Saved data entries:
──────────
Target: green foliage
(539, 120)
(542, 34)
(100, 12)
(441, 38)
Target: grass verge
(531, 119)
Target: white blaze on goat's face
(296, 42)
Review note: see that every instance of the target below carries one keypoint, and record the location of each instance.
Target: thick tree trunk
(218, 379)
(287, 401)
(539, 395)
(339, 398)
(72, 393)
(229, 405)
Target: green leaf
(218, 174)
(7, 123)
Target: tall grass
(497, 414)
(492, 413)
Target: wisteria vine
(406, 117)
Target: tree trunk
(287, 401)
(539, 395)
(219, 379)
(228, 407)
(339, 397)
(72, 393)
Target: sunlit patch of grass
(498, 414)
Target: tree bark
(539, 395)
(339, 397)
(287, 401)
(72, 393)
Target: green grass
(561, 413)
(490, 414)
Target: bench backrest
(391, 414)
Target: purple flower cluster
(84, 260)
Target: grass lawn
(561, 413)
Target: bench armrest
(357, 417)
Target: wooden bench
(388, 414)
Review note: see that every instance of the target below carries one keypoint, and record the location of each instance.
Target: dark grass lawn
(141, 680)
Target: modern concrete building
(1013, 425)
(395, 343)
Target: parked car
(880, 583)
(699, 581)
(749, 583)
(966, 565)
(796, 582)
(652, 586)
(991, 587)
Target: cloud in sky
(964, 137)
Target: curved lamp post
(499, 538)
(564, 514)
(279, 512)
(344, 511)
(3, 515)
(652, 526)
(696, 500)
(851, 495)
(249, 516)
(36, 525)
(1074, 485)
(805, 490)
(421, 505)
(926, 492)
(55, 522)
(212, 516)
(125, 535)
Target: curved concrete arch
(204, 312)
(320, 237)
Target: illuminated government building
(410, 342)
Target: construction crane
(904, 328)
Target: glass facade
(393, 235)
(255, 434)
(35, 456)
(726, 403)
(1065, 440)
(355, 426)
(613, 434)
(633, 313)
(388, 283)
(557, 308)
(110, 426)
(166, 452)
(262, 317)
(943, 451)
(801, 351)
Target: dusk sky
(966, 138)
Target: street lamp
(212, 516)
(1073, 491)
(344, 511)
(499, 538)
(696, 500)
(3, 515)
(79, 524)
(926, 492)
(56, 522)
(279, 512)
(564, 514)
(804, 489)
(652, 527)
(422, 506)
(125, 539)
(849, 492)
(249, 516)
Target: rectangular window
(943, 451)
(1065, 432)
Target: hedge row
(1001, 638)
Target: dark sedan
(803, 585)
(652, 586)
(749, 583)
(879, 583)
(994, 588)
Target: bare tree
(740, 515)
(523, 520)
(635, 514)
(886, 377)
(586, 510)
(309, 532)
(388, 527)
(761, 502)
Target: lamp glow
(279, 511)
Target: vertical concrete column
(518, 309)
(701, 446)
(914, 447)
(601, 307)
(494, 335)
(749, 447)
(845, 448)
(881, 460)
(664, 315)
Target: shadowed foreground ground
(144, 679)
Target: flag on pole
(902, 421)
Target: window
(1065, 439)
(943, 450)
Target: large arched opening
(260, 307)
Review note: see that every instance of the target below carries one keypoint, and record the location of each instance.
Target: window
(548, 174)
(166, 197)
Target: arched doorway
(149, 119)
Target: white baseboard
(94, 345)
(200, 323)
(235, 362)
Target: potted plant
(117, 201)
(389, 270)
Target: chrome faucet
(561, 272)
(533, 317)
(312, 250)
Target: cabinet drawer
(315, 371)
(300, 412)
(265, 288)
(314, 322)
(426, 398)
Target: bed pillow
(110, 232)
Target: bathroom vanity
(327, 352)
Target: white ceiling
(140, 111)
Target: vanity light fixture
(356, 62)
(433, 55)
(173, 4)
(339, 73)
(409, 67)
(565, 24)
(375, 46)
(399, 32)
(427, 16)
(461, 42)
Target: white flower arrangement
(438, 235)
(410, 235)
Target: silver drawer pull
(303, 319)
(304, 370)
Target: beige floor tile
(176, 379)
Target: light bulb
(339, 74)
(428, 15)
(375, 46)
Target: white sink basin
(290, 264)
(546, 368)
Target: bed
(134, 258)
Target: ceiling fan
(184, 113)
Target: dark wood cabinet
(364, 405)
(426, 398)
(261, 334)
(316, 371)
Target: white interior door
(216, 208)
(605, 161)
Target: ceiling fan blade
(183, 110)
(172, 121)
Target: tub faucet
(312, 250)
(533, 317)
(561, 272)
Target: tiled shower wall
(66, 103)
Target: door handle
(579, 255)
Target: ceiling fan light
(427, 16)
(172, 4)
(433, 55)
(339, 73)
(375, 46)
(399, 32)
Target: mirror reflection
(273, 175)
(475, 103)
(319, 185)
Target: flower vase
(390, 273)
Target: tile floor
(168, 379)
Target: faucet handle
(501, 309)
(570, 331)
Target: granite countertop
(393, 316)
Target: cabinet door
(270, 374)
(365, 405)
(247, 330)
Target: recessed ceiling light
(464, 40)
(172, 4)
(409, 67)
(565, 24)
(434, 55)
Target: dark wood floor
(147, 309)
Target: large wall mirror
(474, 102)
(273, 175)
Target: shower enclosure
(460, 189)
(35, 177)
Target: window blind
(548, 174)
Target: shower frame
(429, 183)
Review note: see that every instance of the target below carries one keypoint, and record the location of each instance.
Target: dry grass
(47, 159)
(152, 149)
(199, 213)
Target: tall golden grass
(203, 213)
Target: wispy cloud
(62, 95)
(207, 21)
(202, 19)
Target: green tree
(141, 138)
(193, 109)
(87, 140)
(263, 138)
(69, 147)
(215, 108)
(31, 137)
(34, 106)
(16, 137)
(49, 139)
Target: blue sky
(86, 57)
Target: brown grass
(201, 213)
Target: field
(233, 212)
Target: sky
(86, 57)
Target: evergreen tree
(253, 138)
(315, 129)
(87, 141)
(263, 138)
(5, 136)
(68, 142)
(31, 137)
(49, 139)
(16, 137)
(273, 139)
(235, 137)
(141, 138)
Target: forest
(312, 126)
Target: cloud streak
──────────
Task directions: Copy out all of the lines above, changing "Review note" to "Annotator note" each time it occurs and keeping everything else the same.

Answer below:
Target: green foliage
(539, 120)
(542, 34)
(100, 12)
(441, 38)
Target: grass verge
(531, 119)
Target: white blaze on goat's face
(296, 42)
Annotator note: see that every instance of the target below carries one keypoint, and record the location of each instance.
Target: thick tree trunk
(218, 379)
(287, 401)
(539, 395)
(339, 398)
(72, 393)
(229, 405)
Target: green leaf
(218, 174)
(7, 123)
Target: tall grass
(497, 414)
(492, 413)
Target: wisteria vine
(406, 117)
Target: tree trunk
(287, 401)
(539, 395)
(219, 379)
(228, 407)
(339, 397)
(72, 393)
Target: sunlit patch of grass
(498, 414)
Target: tree bark
(539, 395)
(339, 397)
(287, 401)
(72, 393)
Target: green grass
(561, 413)
(490, 414)
Target: bench backrest
(391, 414)
Target: purple flower cluster
(84, 260)
Target: grass lawn
(561, 413)
Target: bench armrest
(357, 417)
Target: wooden bench
(388, 414)
Annotator note: see that every instance of the target below carries one keypoint, and record the location of each instance.
Target: dark grass lawn
(141, 680)
Target: modern concrete building
(1013, 425)
(395, 343)
Target: parked car
(880, 583)
(699, 581)
(749, 583)
(966, 565)
(796, 582)
(652, 586)
(991, 587)
Target: cloud in sky
(964, 137)
Target: curved lamp post
(499, 538)
(564, 514)
(279, 512)
(344, 511)
(3, 515)
(652, 526)
(696, 500)
(851, 495)
(249, 516)
(36, 525)
(1074, 485)
(805, 490)
(421, 505)
(926, 492)
(55, 522)
(212, 516)
(125, 535)
Target: curved concrete arch
(204, 312)
(320, 237)
Target: illuminated government building
(410, 342)
Target: construction crane
(904, 328)
Target: glass facade
(393, 235)
(255, 434)
(35, 456)
(726, 403)
(1065, 440)
(355, 426)
(613, 434)
(633, 313)
(388, 283)
(557, 308)
(110, 426)
(166, 452)
(262, 317)
(943, 451)
(801, 351)
Target: dusk sky
(966, 138)
Target: street lamp
(212, 516)
(1073, 491)
(344, 511)
(499, 538)
(696, 500)
(3, 515)
(79, 524)
(926, 492)
(56, 522)
(279, 512)
(564, 514)
(804, 489)
(652, 527)
(422, 506)
(125, 539)
(849, 492)
(249, 516)
Target: rectangular window
(943, 451)
(1065, 432)
Target: hedge row
(1001, 638)
Target: dark sedan
(803, 585)
(652, 586)
(749, 583)
(879, 583)
(994, 588)
Target: bare tree
(740, 515)
(523, 520)
(635, 514)
(886, 377)
(586, 510)
(309, 532)
(388, 527)
(761, 502)
Target: lamp glow
(279, 511)
Target: vertical concrete column
(518, 309)
(701, 446)
(914, 447)
(601, 307)
(494, 335)
(749, 447)
(845, 448)
(881, 460)
(664, 315)
Target: shadowed foreground ground
(144, 679)
Target: flag on pole
(902, 421)
Target: window
(1065, 439)
(943, 450)
Target: large arched opening
(260, 307)
Annotator note: see that every instance of the target below carries one keypoint, and record the location of each instance.
Target: window
(548, 174)
(166, 197)
Target: arched doorway
(149, 119)
Target: white baseboard
(94, 345)
(200, 323)
(235, 362)
Target: potted plant
(117, 201)
(389, 270)
Target: chrome faucet
(561, 272)
(533, 317)
(312, 250)
Target: cabinet drawer
(315, 371)
(300, 412)
(265, 288)
(314, 322)
(426, 398)
Target: bed pillow
(110, 232)
Target: bathroom vanity
(327, 352)
Target: white ceiling
(140, 111)
Target: vanity light fixture
(356, 62)
(433, 55)
(173, 4)
(339, 73)
(409, 67)
(565, 24)
(375, 46)
(399, 32)
(427, 16)
(461, 42)
Target: white flower arrangement
(438, 235)
(410, 235)
Target: silver drawer pull
(303, 319)
(304, 370)
Target: beige floor tile
(176, 379)
Target: light bulb
(339, 74)
(428, 15)
(375, 46)
Target: white sink basin
(290, 264)
(546, 368)
Target: bed
(134, 258)
Target: ceiling fan
(184, 113)
Target: dark wood cabinet
(364, 405)
(426, 398)
(261, 334)
(316, 371)
Target: white interior door
(216, 208)
(605, 161)
Target: ceiling fan blade
(183, 110)
(172, 121)
Target: tub faucet
(312, 250)
(533, 317)
(561, 272)
Target: tiled shower wall
(66, 103)
Target: door handle
(579, 255)
Target: ceiling fan light
(427, 16)
(172, 4)
(433, 55)
(339, 73)
(375, 46)
(399, 32)
Target: mirror reflection
(273, 175)
(475, 103)
(319, 185)
Target: flower vase
(390, 273)
Target: tile floor
(168, 379)
Target: faucet handle
(501, 309)
(570, 331)
Target: granite countertop
(393, 316)
Target: cabinet door
(270, 374)
(365, 405)
(247, 330)
Target: recessed ceiling light
(464, 40)
(172, 4)
(409, 67)
(565, 24)
(434, 55)
Target: dark wood floor
(147, 309)
Target: large wall mirror
(474, 102)
(273, 175)
Target: shower enclosure
(460, 189)
(35, 177)
Target: window blind
(548, 174)
Target: shower frame
(429, 183)
Annotator note: see that every instance of the target below carries one keypoint, and record the location of each instance.
Target: dry grass
(47, 159)
(152, 149)
(199, 213)
Target: tall golden grass
(203, 213)
Target: wispy cloud
(62, 95)
(207, 21)
(202, 19)
Target: green tree
(141, 138)
(193, 109)
(87, 140)
(263, 138)
(69, 147)
(215, 108)
(31, 137)
(34, 106)
(16, 137)
(49, 139)
Target: blue sky
(86, 57)
Target: brown grass
(201, 213)
Target: field
(233, 212)
Target: sky
(86, 57)
Target: evergreen tree
(253, 138)
(315, 129)
(87, 141)
(263, 138)
(5, 136)
(68, 142)
(31, 137)
(49, 139)
(16, 137)
(273, 139)
(235, 137)
(141, 138)
Target: forest
(312, 126)
Target: cloud streak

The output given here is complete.